Records from a pointing dataset:
------------------------------

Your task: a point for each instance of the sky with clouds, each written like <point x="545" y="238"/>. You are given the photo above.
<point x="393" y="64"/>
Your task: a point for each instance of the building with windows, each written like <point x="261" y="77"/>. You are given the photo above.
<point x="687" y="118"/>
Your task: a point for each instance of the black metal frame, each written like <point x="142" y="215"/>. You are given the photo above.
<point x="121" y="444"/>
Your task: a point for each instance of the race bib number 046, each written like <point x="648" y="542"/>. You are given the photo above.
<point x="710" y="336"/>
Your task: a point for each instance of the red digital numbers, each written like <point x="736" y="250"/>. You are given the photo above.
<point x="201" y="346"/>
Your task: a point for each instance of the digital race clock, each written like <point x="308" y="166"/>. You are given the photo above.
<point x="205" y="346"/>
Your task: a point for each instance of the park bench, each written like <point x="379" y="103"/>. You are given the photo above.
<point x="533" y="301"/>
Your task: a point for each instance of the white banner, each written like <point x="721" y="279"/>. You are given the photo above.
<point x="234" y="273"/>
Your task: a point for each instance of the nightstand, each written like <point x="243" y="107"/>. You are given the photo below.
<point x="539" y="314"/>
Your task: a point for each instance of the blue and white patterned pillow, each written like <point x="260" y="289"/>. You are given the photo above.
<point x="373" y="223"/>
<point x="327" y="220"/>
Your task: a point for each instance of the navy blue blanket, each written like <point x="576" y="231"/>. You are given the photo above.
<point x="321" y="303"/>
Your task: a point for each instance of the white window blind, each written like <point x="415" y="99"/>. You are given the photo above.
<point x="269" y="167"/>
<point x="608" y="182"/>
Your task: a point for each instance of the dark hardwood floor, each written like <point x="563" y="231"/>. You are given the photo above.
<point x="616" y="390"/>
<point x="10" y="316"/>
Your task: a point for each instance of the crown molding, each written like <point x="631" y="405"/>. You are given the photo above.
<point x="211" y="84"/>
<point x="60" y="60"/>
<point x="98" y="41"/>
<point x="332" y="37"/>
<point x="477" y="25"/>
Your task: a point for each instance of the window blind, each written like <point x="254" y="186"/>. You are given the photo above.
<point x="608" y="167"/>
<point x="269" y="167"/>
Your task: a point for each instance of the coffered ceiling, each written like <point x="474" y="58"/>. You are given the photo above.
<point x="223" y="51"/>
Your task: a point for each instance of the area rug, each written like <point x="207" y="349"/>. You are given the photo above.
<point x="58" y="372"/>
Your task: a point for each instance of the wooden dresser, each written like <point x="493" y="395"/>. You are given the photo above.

------------------------------

• **Exercise brief**: Put the rows above into a numbered list, one line per item, leaving out any blank lines.

• **The response**:
1. Your task: a point for each instance of the sky with clouds, each written like <point x="545" y="238"/>. You are given the photo above.
2. <point x="393" y="64"/>
3. Your task: a point for each instance of the building with windows, each written like <point x="261" y="77"/>. You are given the photo above.
4. <point x="687" y="118"/>
5. Your task: a point for each instance of the black metal frame, each written like <point x="142" y="215"/>. You are given the photo above.
6. <point x="121" y="444"/>
7. Your task: a point for each instance of the race bib number 046, each written like <point x="648" y="542"/>. You are given the photo above.
8. <point x="710" y="336"/>
9. Your task: a point for each instance of the red digital numbers, each written like <point x="736" y="250"/>. You are given the photo above.
10. <point x="201" y="346"/>
11. Your task: a point for each instance of the digital race clock, each written like <point x="308" y="166"/>. You are given the photo above.
12. <point x="205" y="346"/>
13. Your task: a point for each instance of the park bench, each written like <point x="379" y="103"/>. You are given the photo above.
14. <point x="533" y="301"/>
15. Your task: a point for each instance of the white banner, each written like <point x="721" y="279"/>. You are given the photo above.
16. <point x="234" y="273"/>
17. Your task: a point for each instance of the nightstand, each written like <point x="243" y="107"/>. You are given the photo below.
18. <point x="539" y="314"/>
19. Your task: a point for each instance of the blue and white patterned pillow, each written like <point x="260" y="289"/>. You are given the photo above.
20. <point x="373" y="223"/>
21. <point x="327" y="220"/>
22. Your task: a point for each instance of the navy blue blanket, each written like <point x="576" y="231"/>. You are given the photo above.
23. <point x="321" y="303"/>
24. Your task: a point for each instance of the white window blind, each written like <point x="415" y="99"/>. You are given the photo above.
25. <point x="269" y="167"/>
26. <point x="608" y="182"/>
27. Your task: a point for each instance of the dark hardwood floor, each written like <point x="563" y="231"/>. You are given the photo above.
28. <point x="616" y="390"/>
29. <point x="10" y="316"/>
30. Your task: a point for each instance of the crown molding, each written like <point x="631" y="405"/>. You are given the photo above.
31. <point x="211" y="84"/>
32. <point x="60" y="60"/>
33. <point x="98" y="41"/>
34. <point x="332" y="37"/>
35. <point x="477" y="25"/>
36. Your task: a point for each instance of the window blind, each written like <point x="254" y="186"/>. You are given the photo above.
37. <point x="608" y="167"/>
38. <point x="269" y="167"/>
39. Your task: a point for each instance of the coffered ceiling, each written like <point x="474" y="58"/>. You are given the photo above.
40. <point x="223" y="51"/>
41. Your task: a point for each instance of the area rug, each written like <point x="207" y="349"/>. You are given the photo above.
42. <point x="58" y="372"/>
43. Your task: a point for each instance of the wooden dresser, each written like <point x="493" y="395"/>. You are given the photo above.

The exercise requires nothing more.